## What you should do
Within the records below, find the line containing "Practice step: locate the white arch". Reproduce it and each line after it exactly, and nothing else.

## Entries provided
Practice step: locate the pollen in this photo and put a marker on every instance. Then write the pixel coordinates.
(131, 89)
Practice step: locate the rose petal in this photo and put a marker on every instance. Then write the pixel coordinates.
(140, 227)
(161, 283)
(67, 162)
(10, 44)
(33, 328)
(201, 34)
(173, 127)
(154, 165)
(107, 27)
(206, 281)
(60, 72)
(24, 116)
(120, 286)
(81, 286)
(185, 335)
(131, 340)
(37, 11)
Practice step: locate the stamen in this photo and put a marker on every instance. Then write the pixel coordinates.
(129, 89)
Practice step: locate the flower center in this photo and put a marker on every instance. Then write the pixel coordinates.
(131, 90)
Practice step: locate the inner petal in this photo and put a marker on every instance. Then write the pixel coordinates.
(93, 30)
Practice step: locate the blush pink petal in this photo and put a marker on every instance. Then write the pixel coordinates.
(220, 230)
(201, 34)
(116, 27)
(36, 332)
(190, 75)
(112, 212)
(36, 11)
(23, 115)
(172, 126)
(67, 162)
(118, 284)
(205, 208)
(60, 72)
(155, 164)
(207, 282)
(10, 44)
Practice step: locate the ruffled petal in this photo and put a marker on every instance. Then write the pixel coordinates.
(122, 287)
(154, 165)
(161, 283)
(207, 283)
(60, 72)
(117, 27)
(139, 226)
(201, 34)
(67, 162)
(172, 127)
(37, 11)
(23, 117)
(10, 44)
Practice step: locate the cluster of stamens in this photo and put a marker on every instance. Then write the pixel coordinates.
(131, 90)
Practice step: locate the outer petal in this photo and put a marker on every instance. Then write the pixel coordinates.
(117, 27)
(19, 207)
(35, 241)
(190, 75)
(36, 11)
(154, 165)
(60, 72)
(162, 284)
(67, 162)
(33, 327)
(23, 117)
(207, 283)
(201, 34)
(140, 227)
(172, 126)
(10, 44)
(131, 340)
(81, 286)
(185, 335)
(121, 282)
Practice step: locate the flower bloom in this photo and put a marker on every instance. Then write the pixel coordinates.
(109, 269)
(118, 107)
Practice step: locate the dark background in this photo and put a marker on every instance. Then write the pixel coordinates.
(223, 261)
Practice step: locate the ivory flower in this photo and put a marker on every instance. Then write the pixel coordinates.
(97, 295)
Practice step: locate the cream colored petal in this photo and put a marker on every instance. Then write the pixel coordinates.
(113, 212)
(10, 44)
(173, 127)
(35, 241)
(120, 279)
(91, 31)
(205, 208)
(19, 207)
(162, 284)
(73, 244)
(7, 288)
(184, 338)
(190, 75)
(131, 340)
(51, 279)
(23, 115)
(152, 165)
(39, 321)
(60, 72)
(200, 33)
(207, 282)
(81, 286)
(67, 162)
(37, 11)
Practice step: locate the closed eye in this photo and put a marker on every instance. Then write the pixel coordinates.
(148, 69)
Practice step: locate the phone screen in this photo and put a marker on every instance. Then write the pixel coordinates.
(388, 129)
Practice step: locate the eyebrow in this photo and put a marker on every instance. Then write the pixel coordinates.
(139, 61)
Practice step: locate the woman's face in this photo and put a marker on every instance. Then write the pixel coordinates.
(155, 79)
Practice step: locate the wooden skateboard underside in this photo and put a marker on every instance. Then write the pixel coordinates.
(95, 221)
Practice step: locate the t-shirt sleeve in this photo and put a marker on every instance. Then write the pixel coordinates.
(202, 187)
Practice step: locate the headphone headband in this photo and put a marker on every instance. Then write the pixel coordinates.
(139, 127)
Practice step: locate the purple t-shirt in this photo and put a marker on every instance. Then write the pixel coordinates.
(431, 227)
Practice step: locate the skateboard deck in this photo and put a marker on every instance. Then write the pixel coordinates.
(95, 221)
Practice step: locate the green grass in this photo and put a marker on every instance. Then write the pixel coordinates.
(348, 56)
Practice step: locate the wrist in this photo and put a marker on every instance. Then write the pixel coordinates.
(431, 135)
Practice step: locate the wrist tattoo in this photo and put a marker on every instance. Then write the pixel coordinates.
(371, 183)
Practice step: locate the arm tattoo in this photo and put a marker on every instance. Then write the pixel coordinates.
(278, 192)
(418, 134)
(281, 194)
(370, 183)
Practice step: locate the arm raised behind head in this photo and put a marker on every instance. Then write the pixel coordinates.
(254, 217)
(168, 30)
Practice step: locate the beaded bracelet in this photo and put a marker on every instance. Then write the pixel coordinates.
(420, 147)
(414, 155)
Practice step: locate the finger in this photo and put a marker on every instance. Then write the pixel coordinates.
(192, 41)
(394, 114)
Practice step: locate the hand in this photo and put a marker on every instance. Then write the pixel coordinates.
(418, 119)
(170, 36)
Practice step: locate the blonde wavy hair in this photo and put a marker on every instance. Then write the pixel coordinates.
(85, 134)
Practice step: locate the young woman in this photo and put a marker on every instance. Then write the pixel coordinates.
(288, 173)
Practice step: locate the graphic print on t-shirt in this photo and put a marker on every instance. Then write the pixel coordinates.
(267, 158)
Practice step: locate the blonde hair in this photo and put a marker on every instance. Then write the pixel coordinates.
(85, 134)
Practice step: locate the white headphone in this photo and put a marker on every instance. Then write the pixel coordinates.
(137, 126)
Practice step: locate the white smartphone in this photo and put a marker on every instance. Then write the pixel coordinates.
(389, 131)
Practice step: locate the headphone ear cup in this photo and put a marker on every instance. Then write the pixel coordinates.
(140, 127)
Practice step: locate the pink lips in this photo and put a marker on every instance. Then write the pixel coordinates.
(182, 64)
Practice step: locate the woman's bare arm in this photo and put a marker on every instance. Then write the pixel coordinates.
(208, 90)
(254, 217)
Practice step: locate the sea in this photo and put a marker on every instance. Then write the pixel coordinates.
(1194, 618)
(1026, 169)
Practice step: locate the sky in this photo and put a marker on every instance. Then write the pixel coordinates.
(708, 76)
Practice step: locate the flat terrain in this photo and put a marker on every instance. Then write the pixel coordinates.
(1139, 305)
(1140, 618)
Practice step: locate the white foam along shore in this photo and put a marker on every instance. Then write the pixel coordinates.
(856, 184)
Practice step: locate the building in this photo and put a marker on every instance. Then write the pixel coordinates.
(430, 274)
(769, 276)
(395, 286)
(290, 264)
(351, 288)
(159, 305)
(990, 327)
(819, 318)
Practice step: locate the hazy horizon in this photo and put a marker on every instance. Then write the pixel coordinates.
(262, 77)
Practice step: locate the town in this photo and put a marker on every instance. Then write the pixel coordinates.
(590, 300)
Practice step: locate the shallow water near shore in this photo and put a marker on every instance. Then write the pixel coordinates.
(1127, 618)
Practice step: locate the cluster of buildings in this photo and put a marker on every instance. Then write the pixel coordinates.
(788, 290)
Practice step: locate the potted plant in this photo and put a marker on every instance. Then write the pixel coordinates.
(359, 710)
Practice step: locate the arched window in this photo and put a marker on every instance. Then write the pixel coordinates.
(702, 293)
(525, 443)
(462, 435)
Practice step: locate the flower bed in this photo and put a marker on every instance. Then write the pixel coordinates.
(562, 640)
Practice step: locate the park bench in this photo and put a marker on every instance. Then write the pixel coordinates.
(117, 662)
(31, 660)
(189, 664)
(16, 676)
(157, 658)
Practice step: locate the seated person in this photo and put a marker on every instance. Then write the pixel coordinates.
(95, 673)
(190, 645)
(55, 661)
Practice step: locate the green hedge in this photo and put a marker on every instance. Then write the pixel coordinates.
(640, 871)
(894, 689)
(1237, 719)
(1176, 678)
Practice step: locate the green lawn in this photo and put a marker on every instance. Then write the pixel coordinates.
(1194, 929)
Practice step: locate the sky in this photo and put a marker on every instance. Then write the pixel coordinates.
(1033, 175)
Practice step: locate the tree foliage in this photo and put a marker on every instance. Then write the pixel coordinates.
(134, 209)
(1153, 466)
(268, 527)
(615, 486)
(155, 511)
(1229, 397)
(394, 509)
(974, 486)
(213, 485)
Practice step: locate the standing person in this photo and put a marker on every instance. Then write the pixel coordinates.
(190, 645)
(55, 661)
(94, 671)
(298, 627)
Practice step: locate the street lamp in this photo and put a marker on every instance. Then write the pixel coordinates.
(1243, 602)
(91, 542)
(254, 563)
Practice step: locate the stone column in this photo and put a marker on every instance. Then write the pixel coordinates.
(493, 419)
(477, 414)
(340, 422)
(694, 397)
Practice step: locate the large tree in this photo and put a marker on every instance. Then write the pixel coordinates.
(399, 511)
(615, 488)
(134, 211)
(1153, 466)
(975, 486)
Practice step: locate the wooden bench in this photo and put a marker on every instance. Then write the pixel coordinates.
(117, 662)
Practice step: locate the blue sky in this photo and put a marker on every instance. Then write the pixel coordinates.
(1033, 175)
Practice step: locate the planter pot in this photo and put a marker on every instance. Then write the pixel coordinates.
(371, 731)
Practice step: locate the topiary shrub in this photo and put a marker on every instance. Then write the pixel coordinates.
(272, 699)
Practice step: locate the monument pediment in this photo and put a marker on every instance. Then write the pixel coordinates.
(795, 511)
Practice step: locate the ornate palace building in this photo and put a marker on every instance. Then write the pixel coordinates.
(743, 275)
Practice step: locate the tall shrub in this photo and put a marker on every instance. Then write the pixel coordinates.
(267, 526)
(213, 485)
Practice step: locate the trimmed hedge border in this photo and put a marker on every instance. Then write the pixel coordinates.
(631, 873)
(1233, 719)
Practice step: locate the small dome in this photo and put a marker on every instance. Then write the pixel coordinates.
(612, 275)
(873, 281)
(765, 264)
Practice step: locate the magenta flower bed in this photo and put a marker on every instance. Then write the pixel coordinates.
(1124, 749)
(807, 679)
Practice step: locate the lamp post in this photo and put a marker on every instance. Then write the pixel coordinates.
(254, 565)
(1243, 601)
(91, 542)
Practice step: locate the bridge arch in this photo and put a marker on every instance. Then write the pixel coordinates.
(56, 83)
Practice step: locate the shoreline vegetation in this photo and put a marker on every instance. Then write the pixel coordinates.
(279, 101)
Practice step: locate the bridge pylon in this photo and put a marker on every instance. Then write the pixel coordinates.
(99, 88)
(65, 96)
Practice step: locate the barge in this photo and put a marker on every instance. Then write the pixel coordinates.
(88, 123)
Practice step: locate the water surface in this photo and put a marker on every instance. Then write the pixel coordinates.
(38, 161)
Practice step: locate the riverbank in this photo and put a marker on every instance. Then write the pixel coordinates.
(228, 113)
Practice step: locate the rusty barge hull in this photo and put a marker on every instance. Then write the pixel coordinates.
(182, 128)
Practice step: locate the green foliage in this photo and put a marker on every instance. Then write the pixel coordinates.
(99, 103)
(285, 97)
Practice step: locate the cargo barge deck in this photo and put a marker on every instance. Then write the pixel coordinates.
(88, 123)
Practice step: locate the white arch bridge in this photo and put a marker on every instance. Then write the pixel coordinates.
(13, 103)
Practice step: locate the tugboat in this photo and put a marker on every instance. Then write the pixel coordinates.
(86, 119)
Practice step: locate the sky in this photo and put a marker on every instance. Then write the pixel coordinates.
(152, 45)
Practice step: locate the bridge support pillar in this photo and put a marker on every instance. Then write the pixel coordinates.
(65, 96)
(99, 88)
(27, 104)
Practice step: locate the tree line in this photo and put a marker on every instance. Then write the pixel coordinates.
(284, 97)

## Answer to this exercise
Practice step: locate the white arch bridge in this photo and put a marker on every instance. Then write the pixel coordinates.
(13, 103)
Practice step: locate the tugboat in this photo and put a marker on every instance. Then write the pixel coordinates.
(86, 119)
Practice step: locate the sky in this photo and put a marker on every instance. Then write the pixel coordinates.
(152, 45)
Practice step: locate the bridge support pillar in this photo and put a marker on every instance. Then write the pixel coordinates.
(65, 96)
(99, 88)
(27, 104)
Practice step: locate the tree line in this photo and put a marker on every instance. Then write the pixel coordinates.
(284, 97)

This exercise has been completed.